In the text about comfortable hand positions on a bike, what kind of handlebar tape does the writer use so it can be unwrapped and re-wrapped?

▶ **Text extract**:
——

The key to making this work? Focusing on have very comfortable hand positions. Handlebar and brake lever both shape and orientation. The gloves I wear. Building up calluses in key parts of my hands, esp on my palm, dead center width-wise and 1/2" from my wrist. (Late summer, this will be horse saddle thick - well almost )

I find relatively deep, conventional bend handlebar drops give me that nice place to put real weight for long periods of time and I make it a point to set all my bikes up first to get the drops right, then adjust the levers to dial them in (Using cloth tape I can unwrap and re-wrap as many times as I need until I know I have everything dialed in. Rides carrying the wrenches and stopping as needed to tweak.)

Then I ride. And as I ride, my conditioning comes up, the core strength comes up and everything gets better. But the good thing about this approach is that the bike still works when I have take a couple of months off and have lost all that.

Edit: another plus for me that I have been doing in recent years is a specific set of shoulder exercises that take a couple of minutes. I do them for the health of my abused shoulders, each of which has seen two collarbone breaks and a real soft tissue wrecking crash. (I basically have no connecting tissue holding my left arm in; it's all done my the muscles.)

——

▶ **Given material**:

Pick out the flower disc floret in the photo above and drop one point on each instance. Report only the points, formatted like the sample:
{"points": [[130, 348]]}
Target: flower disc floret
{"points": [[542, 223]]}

——

▶ **Response to the exercise**:
Cloth tape.